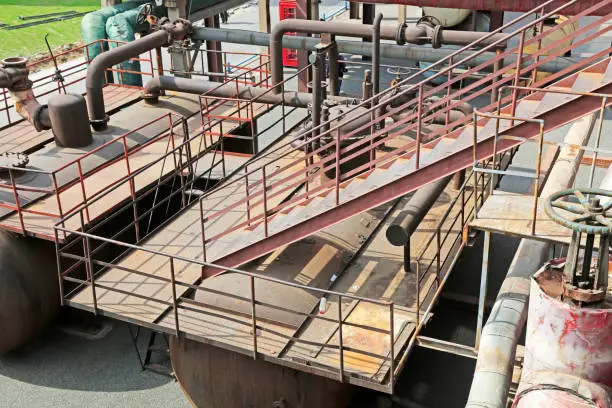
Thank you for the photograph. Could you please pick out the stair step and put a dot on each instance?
(442, 149)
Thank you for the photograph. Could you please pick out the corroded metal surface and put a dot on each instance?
(568, 339)
(212, 377)
(28, 289)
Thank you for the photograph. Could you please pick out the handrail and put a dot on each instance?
(373, 99)
(340, 151)
(404, 106)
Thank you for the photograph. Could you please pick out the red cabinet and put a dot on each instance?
(286, 9)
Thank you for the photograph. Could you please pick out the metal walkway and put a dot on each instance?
(179, 279)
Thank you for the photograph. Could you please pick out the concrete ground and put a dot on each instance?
(64, 370)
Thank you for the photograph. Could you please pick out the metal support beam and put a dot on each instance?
(368, 18)
(214, 58)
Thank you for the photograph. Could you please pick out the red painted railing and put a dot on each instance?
(79, 173)
(256, 201)
(74, 74)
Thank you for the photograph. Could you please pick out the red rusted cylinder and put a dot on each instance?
(547, 389)
(565, 338)
(212, 377)
(29, 290)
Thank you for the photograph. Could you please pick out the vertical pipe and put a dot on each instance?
(334, 69)
(482, 297)
(602, 111)
(253, 316)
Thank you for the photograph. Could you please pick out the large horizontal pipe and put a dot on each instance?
(405, 224)
(95, 72)
(403, 52)
(229, 90)
(499, 5)
(419, 34)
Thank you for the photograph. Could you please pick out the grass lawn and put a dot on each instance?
(30, 40)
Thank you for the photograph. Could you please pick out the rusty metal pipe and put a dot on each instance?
(154, 87)
(14, 77)
(400, 230)
(95, 72)
(419, 34)
(501, 333)
(403, 52)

* **Description of the task**:
Every line of the listing should be copied precisely, with images omitted.

* **Result of this exercise**:
Thank you for the photograph. Could you please pick out the stair step and put a dot on each instance?
(442, 149)
Thank you for the photograph. Could you please pick out the corroded metal surface and put a dot on each instance?
(568, 339)
(212, 377)
(28, 289)
Thank you for the photograph. Could you please pick out the handrail and put a dot on each instance?
(373, 99)
(340, 151)
(404, 106)
Thank you for the photograph. Could you please pick out the red cabinet and put a dot on each instance?
(286, 9)
Thank you for the photograph. Could you please pick out the metal walkway and put a dot on each instance?
(179, 279)
Thank you for the photograph. Could you please pick out the concrete ground and put a dot on each instance?
(64, 370)
Thank you for the photograph. Could you please pick out the metal support beam and put a dot on each instance?
(368, 18)
(214, 58)
Thank you for the photograph. Could you please pick out the red painted railing and put a dot on each instance?
(79, 173)
(256, 201)
(74, 74)
Thank you for the photograph. Could you please pick out the red rusted cylinder and put a dot on each instance?
(547, 389)
(565, 338)
(212, 377)
(29, 290)
Thank you for the photograph. Could you please pick out the vertical pipe and put a dot on each instance?
(334, 69)
(482, 297)
(602, 111)
(253, 316)
Thank you for the photograph. Could you please pick out the large horizontal pipe and put a dot on each instance?
(405, 224)
(95, 72)
(403, 52)
(229, 90)
(499, 5)
(419, 34)
Thank you for the photograph. Could you please pick out the grass lawn and put a dot on each instance?
(30, 40)
Thank you for the photograph. Could you please pick out the rusty metal pipe and put a dot on each instance?
(154, 87)
(14, 77)
(400, 230)
(95, 72)
(419, 34)
(501, 333)
(403, 52)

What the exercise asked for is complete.